• [To-do list]
a) Return everything from "Jacob promises Laban" down to "May/June 1994, 57)." in the passage about Leah, copied word for word.
b) Mark each statement yes or no according to the passage about Leah, and quote the words that decide it: (i) Jacob promises Laban another seven years in order to have Rachel as well. (ii) Weddings last three days. (iii) A journalist wrote about Elizabeth Taylor after her first wedding.

• [Extract provided]
Jacob promises Laban another seven years if he can have Rachel, too. The agreement is marry now, pay later. Weddings last a full week, so as soon as the semi-celebration of Jacob and Leah’s wedding ends, Jacob marries his true love. The storyteller is brutally honest: “Jacob loves Rachel more than Leah.”
If there’s a patron saint for those who’ve drawn the short end of the stick, it’s Leah. Her wedding day is supposed to be the high point of her life, but by the end of the week, Jacob is in the arms of her little sister. Leah feels abandoned, because she has been.
After Elizabeth Taylor’s last wedding, one journalist wrote, “Poor Elizabeth: always a bride, never a bridesmaid.” It isn’t often that we pity the bride, but no one deserves more sympathy than Leah (George Thompson, “When We are Second Choice,” Pulpit Digest, May/June 1994, 57).
She’s a good person to think about when we’re not the first choice. Charlie Brown goes to his psychiatrist Lucy and says, “I have an inferiority complex.”
Lucy helpfully asks, “When did it begin?”
“At the very start. When I was born the doctor looked at me and said, ‘Not right for the part.’”
When we feel inferior, it’s because in some ways we are inferior. When meeting with the finance committee, most pastors ask questions about interest and loan rates, but a few of us know better. We understand that our chances of humiliating ourselves with our fourth grade math is several times greater than our chances of suggesting something that will increase the rate of return on the endowment fund. So we pretend we’re taking notes when we’re really working on our to-do list. We are all inferior in one way or another, and so we learn to hide our failings. None of us can do everything we’d like to do. We can’t do some of the things we need to do.

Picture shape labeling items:
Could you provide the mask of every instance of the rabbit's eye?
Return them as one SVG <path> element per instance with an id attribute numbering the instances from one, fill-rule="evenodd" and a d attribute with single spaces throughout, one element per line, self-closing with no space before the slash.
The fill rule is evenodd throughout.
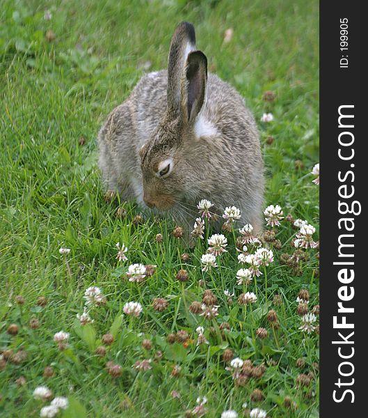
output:
<path id="1" fill-rule="evenodd" d="M 173 171 L 173 158 L 167 158 L 159 164 L 156 176 L 159 178 L 167 177 Z"/>
<path id="2" fill-rule="evenodd" d="M 168 165 L 164 169 L 162 169 L 162 170 L 161 170 L 159 172 L 159 174 L 160 175 L 160 177 L 163 177 L 163 176 L 167 174 L 169 171 L 170 171 L 170 164 L 168 164 Z"/>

• [Solutions per task]
a)
Jacob promises Laban another seven years if he can have Rachel, too. The agreement is marry now, pay later. Weddings last a full week, so as soon as the semi-celebration of Jacob and Leah’s wedding ends, Jacob marries his true love. The storyteller is brutally honest: “Jacob loves Rachel more than Leah.”
If there’s a patron saint for those who’ve drawn the short end of the stick, it’s Leah. Her wedding day is supposed to be the high point of her life, but by the end of the week, Jacob is in the arms of her little sister. Leah feels abandoned, because she has been.
After Elizabeth Taylor’s last wedding, one journalist wrote, “Poor Elizabeth: always a bride, never a bridesmaid.” It isn’t often that we pity the bride, but no one deserves more sympathy than Leah (George Thompson, “When We are Second Choice,” Pulpit Digest, May/June 1994, 57).

b)
(i) Yes: "Jacob promises Laban another seven years if he can have Rachel, too."
(ii) No: "Weddings last a full week"
(iii) No: "After Elizabeth Taylor’s last wedding"